(Labeled shape records)
__________________________________________________
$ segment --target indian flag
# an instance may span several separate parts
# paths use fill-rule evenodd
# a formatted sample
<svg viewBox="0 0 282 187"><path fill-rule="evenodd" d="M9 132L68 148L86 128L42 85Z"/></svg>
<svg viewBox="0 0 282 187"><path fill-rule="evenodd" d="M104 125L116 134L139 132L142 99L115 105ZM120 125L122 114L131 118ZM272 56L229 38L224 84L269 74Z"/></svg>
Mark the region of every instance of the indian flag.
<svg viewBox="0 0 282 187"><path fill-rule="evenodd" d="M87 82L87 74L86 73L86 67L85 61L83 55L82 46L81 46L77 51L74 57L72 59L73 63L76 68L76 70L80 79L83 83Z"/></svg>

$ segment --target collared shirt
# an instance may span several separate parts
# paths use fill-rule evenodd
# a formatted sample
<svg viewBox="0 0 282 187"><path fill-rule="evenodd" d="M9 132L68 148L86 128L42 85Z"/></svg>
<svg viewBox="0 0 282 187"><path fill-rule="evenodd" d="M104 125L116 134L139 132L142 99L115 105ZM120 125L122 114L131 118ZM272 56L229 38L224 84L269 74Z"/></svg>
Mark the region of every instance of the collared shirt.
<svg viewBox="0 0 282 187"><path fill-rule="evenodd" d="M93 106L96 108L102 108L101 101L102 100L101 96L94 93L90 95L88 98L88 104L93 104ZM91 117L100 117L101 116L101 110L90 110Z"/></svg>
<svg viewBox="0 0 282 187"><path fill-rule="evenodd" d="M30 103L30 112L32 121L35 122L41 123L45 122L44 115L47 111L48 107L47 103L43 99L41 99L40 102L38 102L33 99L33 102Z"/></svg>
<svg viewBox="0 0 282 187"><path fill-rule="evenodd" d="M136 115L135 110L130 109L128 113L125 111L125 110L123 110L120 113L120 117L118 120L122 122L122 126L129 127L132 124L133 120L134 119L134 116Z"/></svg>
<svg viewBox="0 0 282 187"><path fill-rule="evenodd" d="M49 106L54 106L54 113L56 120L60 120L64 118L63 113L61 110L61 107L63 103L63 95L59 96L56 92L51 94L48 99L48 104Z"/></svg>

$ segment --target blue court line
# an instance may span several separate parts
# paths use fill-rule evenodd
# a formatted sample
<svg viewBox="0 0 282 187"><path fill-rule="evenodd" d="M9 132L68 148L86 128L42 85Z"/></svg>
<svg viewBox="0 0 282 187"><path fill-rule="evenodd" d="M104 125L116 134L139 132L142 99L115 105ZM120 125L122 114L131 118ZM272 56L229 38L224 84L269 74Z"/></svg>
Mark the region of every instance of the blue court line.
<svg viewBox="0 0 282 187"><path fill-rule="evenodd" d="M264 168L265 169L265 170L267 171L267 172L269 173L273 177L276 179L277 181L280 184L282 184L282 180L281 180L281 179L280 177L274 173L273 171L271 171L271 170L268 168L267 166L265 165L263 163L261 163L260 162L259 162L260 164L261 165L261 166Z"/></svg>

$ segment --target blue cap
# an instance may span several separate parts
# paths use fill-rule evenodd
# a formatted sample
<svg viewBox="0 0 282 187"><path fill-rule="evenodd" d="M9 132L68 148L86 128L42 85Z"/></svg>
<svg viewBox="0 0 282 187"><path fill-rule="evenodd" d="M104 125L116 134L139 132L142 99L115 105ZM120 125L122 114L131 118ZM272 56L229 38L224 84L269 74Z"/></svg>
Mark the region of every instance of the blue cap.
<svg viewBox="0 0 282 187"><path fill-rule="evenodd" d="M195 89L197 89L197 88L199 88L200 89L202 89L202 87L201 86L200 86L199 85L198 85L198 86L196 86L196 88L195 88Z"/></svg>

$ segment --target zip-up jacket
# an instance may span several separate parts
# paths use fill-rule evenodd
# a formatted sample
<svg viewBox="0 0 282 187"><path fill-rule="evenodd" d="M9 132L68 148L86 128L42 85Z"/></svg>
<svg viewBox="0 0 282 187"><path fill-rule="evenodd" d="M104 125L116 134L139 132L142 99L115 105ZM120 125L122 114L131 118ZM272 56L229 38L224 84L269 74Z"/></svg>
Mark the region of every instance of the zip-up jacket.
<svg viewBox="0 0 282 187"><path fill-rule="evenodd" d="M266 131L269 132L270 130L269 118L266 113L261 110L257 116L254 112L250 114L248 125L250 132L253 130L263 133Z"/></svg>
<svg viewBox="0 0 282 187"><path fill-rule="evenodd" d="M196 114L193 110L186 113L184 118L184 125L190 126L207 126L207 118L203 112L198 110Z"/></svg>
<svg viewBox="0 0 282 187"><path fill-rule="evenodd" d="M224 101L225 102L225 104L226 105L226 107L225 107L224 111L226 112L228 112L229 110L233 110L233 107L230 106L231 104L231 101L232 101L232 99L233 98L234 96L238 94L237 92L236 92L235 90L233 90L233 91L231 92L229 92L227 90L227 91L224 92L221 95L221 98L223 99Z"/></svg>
__________________________________________________
EXERCISE TASK »
Reproduce the records above, swapping "Mark the region" for "Outline the area" everywhere it occurs and keeping every other character the same.

SOLUTION TO THIS TASK »
$ segment --target indian flag
# an instance may span several separate parts
# paths use fill-rule evenodd
# a formatted sample
<svg viewBox="0 0 282 187"><path fill-rule="evenodd" d="M9 132L68 148L86 128L42 85Z"/></svg>
<svg viewBox="0 0 282 187"><path fill-rule="evenodd" d="M104 125L116 134L139 132L142 99L115 105ZM120 125L122 114L131 118ZM272 56L229 38L224 84L269 74Z"/></svg>
Outline the area of every instance of the indian flag.
<svg viewBox="0 0 282 187"><path fill-rule="evenodd" d="M87 82L87 74L86 73L86 67L85 61L83 55L82 46L81 46L77 51L74 57L72 59L73 63L76 68L76 70L80 79L83 83Z"/></svg>

$ segment --target collared shirt
# an instance may span several separate parts
# paths use fill-rule evenodd
# a formatted sample
<svg viewBox="0 0 282 187"><path fill-rule="evenodd" d="M9 132L68 148L86 128L42 85Z"/></svg>
<svg viewBox="0 0 282 187"><path fill-rule="evenodd" d="M104 125L116 134L139 132L142 99L115 105ZM120 125L122 114L131 118ZM272 56L229 38L224 84L269 74Z"/></svg>
Outline the area of every instance of the collared shirt.
<svg viewBox="0 0 282 187"><path fill-rule="evenodd" d="M93 106L96 108L102 108L101 101L102 100L101 96L94 93L90 95L88 98L88 104L93 104ZM91 117L100 117L101 116L101 110L90 110Z"/></svg>
<svg viewBox="0 0 282 187"><path fill-rule="evenodd" d="M30 103L30 112L32 121L35 122L41 123L45 122L44 115L47 111L48 107L47 103L43 99L41 99L40 102L38 102L33 99L33 102Z"/></svg>
<svg viewBox="0 0 282 187"><path fill-rule="evenodd" d="M136 115L135 110L130 109L128 113L125 111L125 110L123 110L120 113L120 117L118 120L122 122L122 126L129 127L132 124L133 120L134 119L134 116Z"/></svg>
<svg viewBox="0 0 282 187"><path fill-rule="evenodd" d="M49 106L54 106L54 113L56 120L60 120L64 118L63 113L61 110L61 107L63 103L63 95L59 96L56 92L51 94L48 99L48 104Z"/></svg>

$ segment --target blue court line
# an instance may span several separate parts
# paths use fill-rule evenodd
# a formatted sample
<svg viewBox="0 0 282 187"><path fill-rule="evenodd" d="M9 132L68 148L86 128L42 85Z"/></svg>
<svg viewBox="0 0 282 187"><path fill-rule="evenodd" d="M104 125L116 134L139 132L142 99L115 105ZM120 125L122 114L131 118ZM272 56L229 38L224 84L269 74Z"/></svg>
Outline the area of every instance of the blue court line.
<svg viewBox="0 0 282 187"><path fill-rule="evenodd" d="M264 168L265 169L265 170L267 171L267 172L269 173L273 177L276 179L277 181L280 184L282 184L282 180L281 180L281 179L280 177L274 173L273 171L271 171L271 170L268 168L267 166L265 165L263 163L261 163L260 162L259 162L260 164L261 165L261 166Z"/></svg>

$ segment --target blue cap
# an instance may span several separate parts
# paths use fill-rule evenodd
# a formatted sample
<svg viewBox="0 0 282 187"><path fill-rule="evenodd" d="M9 132L68 148L86 128L42 85Z"/></svg>
<svg viewBox="0 0 282 187"><path fill-rule="evenodd" d="M104 125L116 134L139 132L142 99L115 105ZM120 125L122 114L131 118ZM272 56L229 38L224 84L269 74Z"/></svg>
Outline the area of every instance of the blue cap.
<svg viewBox="0 0 282 187"><path fill-rule="evenodd" d="M195 89L197 89L197 88L199 88L200 89L202 89L202 87L201 86L200 86L199 85L198 85L198 86L196 86L196 88L195 88Z"/></svg>

$ segment --target zip-up jacket
# an instance may span several separate parts
# paths use fill-rule evenodd
# a formatted sample
<svg viewBox="0 0 282 187"><path fill-rule="evenodd" d="M9 132L68 148L86 128L42 85Z"/></svg>
<svg viewBox="0 0 282 187"><path fill-rule="evenodd" d="M104 125L116 134L139 132L142 99L115 105ZM120 125L122 114L131 118ZM272 56L229 38L224 84L269 74Z"/></svg>
Outline the area of every instance of the zip-up jacket.
<svg viewBox="0 0 282 187"><path fill-rule="evenodd" d="M266 131L269 132L270 130L269 118L266 113L261 110L257 116L254 112L250 114L248 125L250 132L253 130L263 133Z"/></svg>
<svg viewBox="0 0 282 187"><path fill-rule="evenodd" d="M196 114L193 110L186 113L184 118L184 125L190 126L207 126L207 118L203 112L198 110Z"/></svg>
<svg viewBox="0 0 282 187"><path fill-rule="evenodd" d="M224 101L225 102L225 104L226 105L226 107L225 107L224 111L226 112L228 112L229 110L233 110L233 107L230 106L231 104L231 101L232 101L232 99L233 98L234 96L238 94L237 92L236 92L235 90L233 90L233 91L231 92L229 92L227 90L227 91L224 92L221 95L221 98L223 99Z"/></svg>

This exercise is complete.